Saved entries
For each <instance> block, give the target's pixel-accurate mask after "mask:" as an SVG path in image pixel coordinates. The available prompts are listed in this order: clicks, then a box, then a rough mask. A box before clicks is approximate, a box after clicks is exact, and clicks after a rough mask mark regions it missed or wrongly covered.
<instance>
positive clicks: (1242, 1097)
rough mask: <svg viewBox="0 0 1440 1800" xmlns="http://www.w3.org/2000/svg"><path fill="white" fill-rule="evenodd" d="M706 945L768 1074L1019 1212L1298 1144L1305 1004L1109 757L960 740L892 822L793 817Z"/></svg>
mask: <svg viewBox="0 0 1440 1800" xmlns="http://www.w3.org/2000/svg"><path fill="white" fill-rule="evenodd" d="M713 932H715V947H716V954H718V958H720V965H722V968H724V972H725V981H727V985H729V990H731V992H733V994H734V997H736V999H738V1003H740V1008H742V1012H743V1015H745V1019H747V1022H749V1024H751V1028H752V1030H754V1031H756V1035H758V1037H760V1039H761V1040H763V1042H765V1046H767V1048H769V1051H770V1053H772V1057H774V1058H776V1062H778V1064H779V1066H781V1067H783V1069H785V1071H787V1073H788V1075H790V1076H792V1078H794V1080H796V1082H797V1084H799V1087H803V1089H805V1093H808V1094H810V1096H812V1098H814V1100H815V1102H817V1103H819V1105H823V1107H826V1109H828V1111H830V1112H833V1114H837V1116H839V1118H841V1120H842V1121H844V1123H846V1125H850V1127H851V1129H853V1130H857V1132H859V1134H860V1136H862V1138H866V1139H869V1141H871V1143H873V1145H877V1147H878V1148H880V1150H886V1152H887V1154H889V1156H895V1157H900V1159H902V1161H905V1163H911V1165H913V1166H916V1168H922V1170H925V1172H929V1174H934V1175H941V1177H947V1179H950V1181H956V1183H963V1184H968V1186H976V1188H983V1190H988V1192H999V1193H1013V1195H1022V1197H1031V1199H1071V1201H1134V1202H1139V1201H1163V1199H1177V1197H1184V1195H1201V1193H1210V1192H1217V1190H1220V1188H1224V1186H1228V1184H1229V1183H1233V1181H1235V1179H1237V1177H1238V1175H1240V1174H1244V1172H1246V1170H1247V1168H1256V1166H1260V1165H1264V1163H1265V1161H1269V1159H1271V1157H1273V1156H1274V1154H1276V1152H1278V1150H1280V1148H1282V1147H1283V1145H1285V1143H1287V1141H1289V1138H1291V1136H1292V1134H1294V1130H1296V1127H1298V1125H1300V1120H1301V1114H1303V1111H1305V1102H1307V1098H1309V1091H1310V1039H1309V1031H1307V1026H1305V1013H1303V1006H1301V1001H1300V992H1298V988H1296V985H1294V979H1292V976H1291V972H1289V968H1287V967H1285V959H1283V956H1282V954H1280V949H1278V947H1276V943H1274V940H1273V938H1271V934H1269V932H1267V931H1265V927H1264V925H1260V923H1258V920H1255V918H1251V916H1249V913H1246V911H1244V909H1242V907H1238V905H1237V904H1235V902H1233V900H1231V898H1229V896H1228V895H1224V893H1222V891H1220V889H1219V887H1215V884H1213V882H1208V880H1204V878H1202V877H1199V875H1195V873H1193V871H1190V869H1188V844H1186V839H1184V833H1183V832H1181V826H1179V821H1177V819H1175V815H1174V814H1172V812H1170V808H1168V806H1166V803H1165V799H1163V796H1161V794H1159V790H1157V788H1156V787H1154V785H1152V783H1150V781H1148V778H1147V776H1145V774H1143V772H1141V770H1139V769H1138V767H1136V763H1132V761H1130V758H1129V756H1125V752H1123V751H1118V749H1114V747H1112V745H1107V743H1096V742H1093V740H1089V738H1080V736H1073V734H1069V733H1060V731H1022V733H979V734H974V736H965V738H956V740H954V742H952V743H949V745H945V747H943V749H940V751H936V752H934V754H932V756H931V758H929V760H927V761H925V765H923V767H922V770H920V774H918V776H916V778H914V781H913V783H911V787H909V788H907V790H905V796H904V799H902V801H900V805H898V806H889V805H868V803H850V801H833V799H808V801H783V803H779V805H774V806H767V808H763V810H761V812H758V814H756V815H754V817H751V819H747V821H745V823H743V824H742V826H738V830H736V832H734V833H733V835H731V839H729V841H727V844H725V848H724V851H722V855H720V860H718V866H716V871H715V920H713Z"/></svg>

» **To do**
Give back all the records above exactly as they were written.

» **Answer area**
For each <instance> block, give the target's pixel-accurate mask after "mask:" as an SVG path in image pixel coordinates. The available prompts are listed in this order: clicks, then a box, then a rough mask. A box before clicks is approximate, a box after clicks is exact, and clicks after a rough mask mark regions it missed or wrongly covered.
<instance>
positive clicks: (1242, 1097)
rough mask: <svg viewBox="0 0 1440 1800" xmlns="http://www.w3.org/2000/svg"><path fill="white" fill-rule="evenodd" d="M706 945L768 1074L1019 1212L1298 1144L1305 1004L1109 757L960 740L892 822L793 817Z"/></svg>
mask: <svg viewBox="0 0 1440 1800" xmlns="http://www.w3.org/2000/svg"><path fill="white" fill-rule="evenodd" d="M713 932H715V947H716V954H718V958H720V965H722V968H724V972H725V981H727V985H729V990H731V992H733V994H734V997H736V999H738V1003H740V1008H742V1012H743V1015H745V1019H747V1022H749V1024H751V1028H752V1030H754V1031H756V1035H758V1037H760V1039H761V1040H763V1042H765V1046H767V1048H769V1051H770V1053H772V1057H774V1058H776V1062H778V1064H779V1066H781V1067H783V1069H785V1071H787V1073H788V1075H790V1076H792V1078H794V1080H796V1082H797V1084H799V1087H803V1089H805V1093H808V1094H810V1096H812V1098H814V1100H815V1102H817V1103H819V1105H823V1107H826V1109H828V1111H830V1112H833V1114H837V1116H839V1118H841V1120H842V1121H844V1123H846V1125H850V1127H851V1129H853V1130H857V1132H859V1134H860V1136H862V1138H866V1139H869V1141H871V1143H873V1145H877V1147H878V1148H880V1150H886V1152H887V1154H889V1156H895V1157H900V1159H902V1161H905V1163H911V1165H913V1166H916V1168H922V1170H925V1172H929V1174H934V1175H941V1177H947V1179H950V1181H956V1183H963V1184H968V1186H976V1188H983V1190H988V1192H999V1193H1013V1195H1022V1197H1031V1199H1071V1201H1134V1202H1139V1201H1163V1199H1177V1197H1184V1195H1201V1193H1210V1192H1217V1190H1220V1188H1224V1186H1228V1184H1229V1183H1233V1181H1235V1179H1237V1177H1238V1175H1240V1174H1244V1172H1246V1170H1247V1168H1256V1166H1260V1165H1264V1163H1265V1161H1269V1159H1271V1157H1273V1156H1274V1154H1276V1152H1278V1150H1280V1148H1282V1147H1283V1145H1285V1143H1287V1141H1289V1138H1291V1136H1292V1134H1294V1130H1296V1127H1298V1125H1300V1120H1301V1114H1303V1111H1305V1102H1307V1098H1309V1091H1310V1039H1309V1031H1307V1026H1305V1013H1303V1006H1301V1001H1300V992H1298V988H1296V985H1294V979H1292V976H1291V972H1289V968H1287V967H1285V959H1283V956H1282V954H1280V949H1278V947H1276V943H1274V940H1273V938H1271V934H1269V932H1267V931H1265V927H1264V925H1260V923H1258V920H1255V918H1251V916H1249V913H1246V911H1244V909H1242V907H1238V905H1237V904H1235V902H1233V900H1231V898H1229V896H1228V895H1224V893H1222V891H1220V889H1219V887H1215V884H1213V882H1208V880H1204V878H1202V877H1199V875H1195V873H1193V871H1190V869H1188V844H1186V839H1184V833H1183V832H1181V826H1179V821H1177V819H1175V815H1174V814H1172V812H1170V808H1168V806H1166V803H1165V799H1163V796H1161V794H1159V790H1157V788H1156V787H1154V785H1152V783H1150V781H1148V778H1147V776H1145V774H1143V772H1141V770H1139V769H1138V767H1136V763H1132V761H1130V758H1129V756H1125V752H1123V751H1118V749H1114V747H1112V745H1107V743H1096V742H1093V740H1089V738H1080V736H1073V734H1069V733H1060V731H1022V733H979V734H974V736H965V738H956V740H954V742H952V743H949V745H945V747H943V749H940V751H936V752H934V754H932V756H931V758H929V760H927V761H925V765H923V767H922V770H920V774H918V776H916V778H914V781H913V783H911V787H909V788H907V790H905V796H904V799H902V801H900V805H898V806H889V805H868V803H850V801H833V799H808V801H783V803H779V805H774V806H767V808H763V810H761V812H758V814H756V815H754V817H751V819H747V821H745V823H743V824H742V826H738V830H736V832H734V833H733V835H731V839H729V841H727V844H725V848H724V851H722V855H720V860H718V866H716V871H715V920H713Z"/></svg>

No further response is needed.